== Stored records ==
<<<<
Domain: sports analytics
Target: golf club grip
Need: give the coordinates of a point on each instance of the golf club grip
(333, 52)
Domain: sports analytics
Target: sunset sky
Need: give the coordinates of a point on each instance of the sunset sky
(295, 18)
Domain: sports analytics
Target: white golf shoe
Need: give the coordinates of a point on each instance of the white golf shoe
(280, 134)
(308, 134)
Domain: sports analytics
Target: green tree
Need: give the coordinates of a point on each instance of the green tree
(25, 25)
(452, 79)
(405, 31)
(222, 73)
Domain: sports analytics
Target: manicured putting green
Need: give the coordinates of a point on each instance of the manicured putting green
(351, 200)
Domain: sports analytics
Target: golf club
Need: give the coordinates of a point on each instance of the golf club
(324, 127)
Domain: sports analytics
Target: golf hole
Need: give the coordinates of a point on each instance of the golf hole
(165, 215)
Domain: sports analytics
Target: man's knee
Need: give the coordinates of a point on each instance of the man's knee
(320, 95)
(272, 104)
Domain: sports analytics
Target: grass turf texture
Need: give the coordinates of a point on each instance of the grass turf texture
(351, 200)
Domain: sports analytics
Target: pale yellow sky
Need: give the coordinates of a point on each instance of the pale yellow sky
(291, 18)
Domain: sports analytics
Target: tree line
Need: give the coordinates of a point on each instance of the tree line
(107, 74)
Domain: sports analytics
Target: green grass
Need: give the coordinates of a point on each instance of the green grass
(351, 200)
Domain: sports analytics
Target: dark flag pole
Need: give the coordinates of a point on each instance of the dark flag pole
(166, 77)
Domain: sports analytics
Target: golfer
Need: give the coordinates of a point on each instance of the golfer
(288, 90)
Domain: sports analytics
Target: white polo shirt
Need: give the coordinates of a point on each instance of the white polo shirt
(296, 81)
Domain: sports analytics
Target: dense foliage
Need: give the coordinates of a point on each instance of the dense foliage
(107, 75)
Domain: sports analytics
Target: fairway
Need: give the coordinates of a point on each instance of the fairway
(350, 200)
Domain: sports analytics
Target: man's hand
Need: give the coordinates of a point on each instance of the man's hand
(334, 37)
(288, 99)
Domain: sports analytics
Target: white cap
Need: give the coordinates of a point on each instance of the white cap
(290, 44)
>>>>
== Task instructions ==
Could you output all of the records above exactly as given?

== The answer ==
Domain: sports analytics
Target: golf club grip
Need: give the coordinates of a point on each instance of the golf club grip
(333, 52)
Domain: sports analytics
Target: sunset sky
Need: give the coordinates of a point on each instance of the sunset sky
(295, 18)
Domain: sports analytics
Target: white golf shoe
Need: give the coordinates of a point on each instance of the white golf shoe
(280, 134)
(308, 134)
Domain: sports analytics
Target: green tree
Need: give the coordinates of a point on each instance of the green tree
(25, 25)
(452, 79)
(405, 31)
(222, 73)
Domain: sports analytics
Target: manicured putting green
Need: give the coordinates of a point on each instance of the manicured putting green
(351, 200)
Domain: sports analytics
Target: golf club
Need: give the coordinates of a point on each instance of the golf club
(324, 127)
Domain: sports analytics
Target: golf hole
Need: give the coordinates of a point on each instance of the golf hole
(165, 215)
Domain: sports analytics
Target: man's knee
Need: give the coordinates of a point on each instance of the man's knee
(320, 95)
(272, 104)
Domain: sports analytics
Target: grass turf texture
Need: give the coordinates of a point on each instance of the grass turf texture
(351, 200)
Domain: sports analytics
Target: pale yellow sky
Need: give the coordinates of a point on each instance of the pale yellow sky
(291, 18)
Domain: sports analytics
Target: tree line
Need: give the coordinates of a point on each instance of the tree line
(107, 74)
Domain: sports analytics
Target: green grass
Need: give the coordinates of a point on each instance of the green grass
(351, 200)
Domain: sports analytics
Target: dark flag pole
Need: give the coordinates of a point on each instance of the dark flag pole
(166, 77)
Domain: sports analytics
Target: golfer
Need: give the coordinates of a point on each instance of the golfer
(288, 90)
Domain: sports analytics
Target: white polo shirt
Need: give the coordinates of a point on each instance of the white polo shirt
(296, 81)
Domain: sports analytics
Target: dense foliage
Need: give the coordinates of a point on each instance of the dense foliage
(107, 75)
Domain: sports analytics
Target: fairway
Need: give the coordinates of a point on each instance of the fairway
(350, 200)
Domain: sports analytics
Target: man's hand
Need: give the coordinates of a point on each instance of the man's hand
(334, 37)
(288, 99)
Domain: sports analytics
Target: white cap
Need: give the coordinates of a point on each instance of the white cap
(290, 44)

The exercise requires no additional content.